= WORK REQUEST =
With the pictures omitted, write out all of the listing exactly.

= DATA UNDER STUDY =
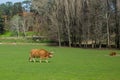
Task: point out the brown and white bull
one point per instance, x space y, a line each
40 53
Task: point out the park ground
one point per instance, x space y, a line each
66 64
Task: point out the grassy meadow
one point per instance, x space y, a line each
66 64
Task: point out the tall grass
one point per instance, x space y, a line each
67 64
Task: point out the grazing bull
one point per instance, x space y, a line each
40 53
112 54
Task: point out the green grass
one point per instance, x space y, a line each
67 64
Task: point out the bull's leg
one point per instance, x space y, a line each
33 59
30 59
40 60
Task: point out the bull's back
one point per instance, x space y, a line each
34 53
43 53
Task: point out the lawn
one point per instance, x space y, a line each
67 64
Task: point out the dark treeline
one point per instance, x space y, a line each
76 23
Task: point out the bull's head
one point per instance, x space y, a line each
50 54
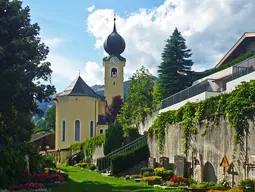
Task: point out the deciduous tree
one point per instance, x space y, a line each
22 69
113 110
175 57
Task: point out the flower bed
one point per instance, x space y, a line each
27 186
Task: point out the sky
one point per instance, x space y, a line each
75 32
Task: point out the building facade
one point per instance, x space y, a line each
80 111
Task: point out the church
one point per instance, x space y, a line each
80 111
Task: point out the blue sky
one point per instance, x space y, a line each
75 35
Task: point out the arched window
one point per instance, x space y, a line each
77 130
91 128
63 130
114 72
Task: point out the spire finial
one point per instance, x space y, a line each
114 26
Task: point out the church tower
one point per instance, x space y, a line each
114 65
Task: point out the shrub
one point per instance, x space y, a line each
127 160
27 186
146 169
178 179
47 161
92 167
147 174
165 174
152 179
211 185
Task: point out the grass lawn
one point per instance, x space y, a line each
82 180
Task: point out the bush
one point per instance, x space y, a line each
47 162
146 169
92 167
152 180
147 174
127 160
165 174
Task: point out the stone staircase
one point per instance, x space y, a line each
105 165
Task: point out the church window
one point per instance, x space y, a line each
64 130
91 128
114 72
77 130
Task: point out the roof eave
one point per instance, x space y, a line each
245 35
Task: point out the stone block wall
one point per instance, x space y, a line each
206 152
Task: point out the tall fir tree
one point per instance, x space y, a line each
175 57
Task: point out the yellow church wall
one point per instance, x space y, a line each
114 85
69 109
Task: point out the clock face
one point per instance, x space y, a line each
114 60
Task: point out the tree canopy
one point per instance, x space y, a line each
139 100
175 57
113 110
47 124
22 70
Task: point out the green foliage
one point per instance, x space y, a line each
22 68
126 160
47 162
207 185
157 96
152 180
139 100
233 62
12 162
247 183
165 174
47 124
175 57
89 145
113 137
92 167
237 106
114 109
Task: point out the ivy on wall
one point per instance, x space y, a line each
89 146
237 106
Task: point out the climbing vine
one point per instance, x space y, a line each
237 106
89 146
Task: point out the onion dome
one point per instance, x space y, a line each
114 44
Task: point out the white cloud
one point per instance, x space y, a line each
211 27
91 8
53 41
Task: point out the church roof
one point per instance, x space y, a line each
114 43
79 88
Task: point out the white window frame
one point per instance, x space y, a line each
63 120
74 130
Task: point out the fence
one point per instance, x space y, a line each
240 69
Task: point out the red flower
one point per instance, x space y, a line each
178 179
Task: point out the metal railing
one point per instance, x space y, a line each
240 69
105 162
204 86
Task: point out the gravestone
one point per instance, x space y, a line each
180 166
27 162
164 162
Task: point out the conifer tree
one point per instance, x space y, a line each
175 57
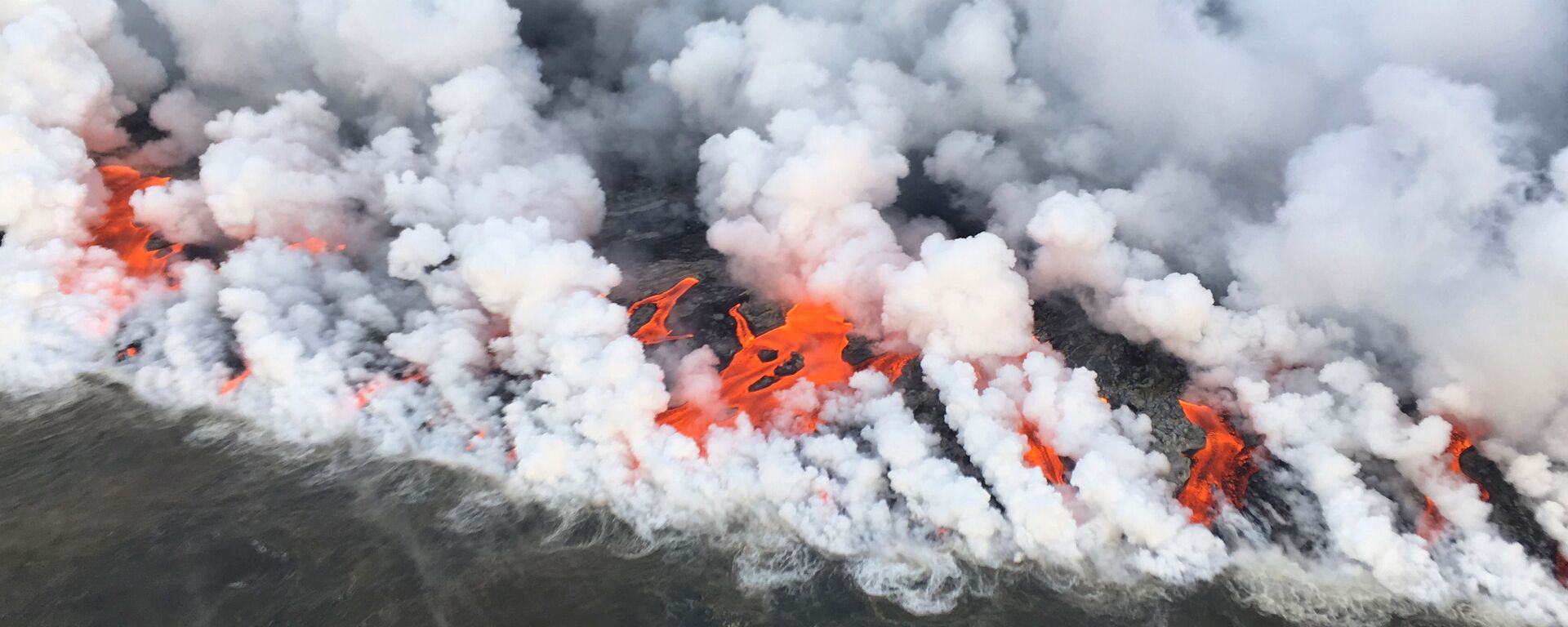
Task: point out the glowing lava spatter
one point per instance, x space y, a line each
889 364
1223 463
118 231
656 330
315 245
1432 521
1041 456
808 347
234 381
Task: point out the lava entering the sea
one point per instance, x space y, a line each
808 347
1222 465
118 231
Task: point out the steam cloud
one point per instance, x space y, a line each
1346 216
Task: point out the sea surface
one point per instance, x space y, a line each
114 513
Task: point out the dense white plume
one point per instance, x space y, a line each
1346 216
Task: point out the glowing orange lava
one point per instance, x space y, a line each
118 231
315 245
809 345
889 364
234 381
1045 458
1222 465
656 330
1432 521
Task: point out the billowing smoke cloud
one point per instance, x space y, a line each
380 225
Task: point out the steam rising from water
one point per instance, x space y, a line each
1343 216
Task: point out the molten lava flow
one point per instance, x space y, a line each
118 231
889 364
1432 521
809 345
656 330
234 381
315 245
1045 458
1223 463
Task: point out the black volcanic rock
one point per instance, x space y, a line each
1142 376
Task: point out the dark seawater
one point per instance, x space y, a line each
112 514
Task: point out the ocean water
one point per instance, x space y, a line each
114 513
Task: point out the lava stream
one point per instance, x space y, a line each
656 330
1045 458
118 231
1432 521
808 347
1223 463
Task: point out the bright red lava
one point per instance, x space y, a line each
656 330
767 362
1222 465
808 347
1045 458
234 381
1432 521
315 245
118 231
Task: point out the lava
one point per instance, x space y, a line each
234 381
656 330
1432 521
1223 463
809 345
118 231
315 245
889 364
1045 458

= SOLVED EXERCISE =
Task: point out the brown and white bull
one point per instance, x space y, a line each
40 53
Task: point out the park ground
one point per instance, x space y, a line each
66 64
Task: point out the grassy meadow
one point per instance, x space y, a line each
66 64
Task: point out the tall grass
one point per instance, x space y, a line each
67 64
Task: point out the grazing bull
one point per instance, x space y, a line each
40 53
112 54
Task: point out the green grass
one point per instance, x space y, a line each
67 64
Task: point out the bull's leg
one point per instance, x space y, a line each
33 59
30 59
40 60
Task: point out the bull's back
one point per instance, x space y, a line each
34 53
43 53
Task: point out the lawn
one point per instance, x space y, a line each
67 64
Task: point out the dark treeline
one point per instance, x space y, a line each
76 23
Task: point out the bull's head
one point per instance, x space y, a line each
50 54
Task: point out the deciduous tree
one point per instance, x space y, a line each
22 69
113 110
175 57
Task: point out the flower bed
one point per instance, x space y, a line each
27 186
Task: point out the sky
one point per instance, x space y, a line each
75 32
Task: point out the building facade
one point per instance, x space y, a line each
80 111
Task: point out the church
one point per instance, x space y, a line each
80 111
Task: point out the blue sky
one point per instance, x space y, a line each
75 35
Task: point out the arched window
one point per instance, x space y, a line each
77 130
91 128
63 130
114 72
Task: point out the spire finial
one point per instance, x space y, a line each
114 26
Task: point out the church tower
one point per instance, x space y, a line each
114 65
Task: point out the shrub
one point per instance, x space y, a line each
127 160
27 186
146 169
178 179
47 161
92 167
147 174
165 174
152 179
211 185
Task: point out the grass lawn
one point per instance, x space y, a line each
82 180
Task: point out the bush
one point per instance, x space y, a line each
47 162
146 169
92 167
152 180
147 174
127 160
165 174
Task: point out the stone staircase
one point per instance, x space y, a line each
105 165
Task: point out the church window
one point per instance, x space y, a line each
64 130
91 128
114 72
77 130
Task: point out the roof eave
one point per instance, x space y, a line each
245 35
Task: point out the stone block wall
one point per instance, x space y, a line each
206 152
Task: point out the tall fir tree
one point per instance, x space y, a line each
175 57
Task: point out the yellow church wall
one point per instance, x space y, a line each
114 85
69 109
Task: point out the clock face
one point per instance, x space y, a line each
114 60
Task: point out the tree canopy
one point per instance, x space y, a line each
139 100
175 57
113 110
47 124
22 70
Task: point out the green foliage
one point per instance, x space y, a line each
22 68
126 160
47 162
207 185
157 96
152 180
139 100
233 62
12 162
247 183
165 174
47 124
175 57
89 145
113 137
92 167
237 106
114 109
Task: point out the ivy on wall
one point per instance, x space y, a line each
89 146
237 106
Task: point out the climbing vine
one point per instance, x space y, a line each
237 106
89 146
Task: point out the onion dome
one point per instance, x space y, a line each
114 44
Task: point out the white cloud
one point per instance, x space y, a line each
211 27
91 8
53 41
Task: point out the church roof
one point per instance, x space y, a line each
114 43
79 88
Task: point out the white window frame
one point per instance, x space y, a line each
63 120
74 130
Task: point out the fence
one point per instance, x space y, a line each
240 69
Task: point out the red flower
one point per instance, x space y, a line each
178 179
Task: point out the metal railing
one point per instance, x space y, a line each
240 69
105 162
204 86
Task: point out the gravestone
one point per instance, x space y, a line each
180 166
27 162
164 162
Task: point out the conifer tree
one point per instance, x space y, a line each
175 57
Task: point out the glowing lava spatter
one point per instance, x space y, a line each
889 364
1223 463
118 231
656 330
315 245
1432 521
1041 456
808 347
234 381
Task: point out the lava entering the sea
one point per instance, x space y, a line each
808 347
1222 465
118 231
Task: point out the steam cloud
one point per instance, x space y, a line each
1346 216
Task: point out the sea surface
one point per instance, x space y, a line each
114 513
Task: point out the dense white plume
one point per instance, x space y, a line each
1346 216
Task: point out the glowing orange lava
one point per instance, x space y, a line each
118 231
315 245
809 345
889 364
234 381
1045 458
1222 465
656 330
1432 521
Task: point out the billowing smoke cloud
one point per instance, x space y, a line each
380 225
Task: point out the steam rising from water
one point per instance, x space y, a line each
1343 216
Task: point out the molten lava flow
one point per instance, x space y, a line each
118 231
889 364
1432 521
809 345
656 330
234 381
315 245
1045 458
1223 463
Task: point out the black volcanic rock
one point per instance, x space y, a line each
1142 376
Task: point out the dark seawater
one point per instance, x space y, a line each
112 514
Task: point out the ocean water
one point per instance, x space y, a line each
114 513
Task: point out the lava stream
one point per instance, x space y, a line each
656 330
1045 458
118 231
1432 521
808 347
1223 463
Task: point out the bright red lava
one point per instance, x space y, a line each
656 330
767 362
1222 465
808 347
1045 458
234 381
1432 521
315 245
118 231
Task: point out the lava
one point per instance, x space y, a line each
234 381
656 330
1432 521
1223 463
809 345
118 231
315 245
889 364
1045 458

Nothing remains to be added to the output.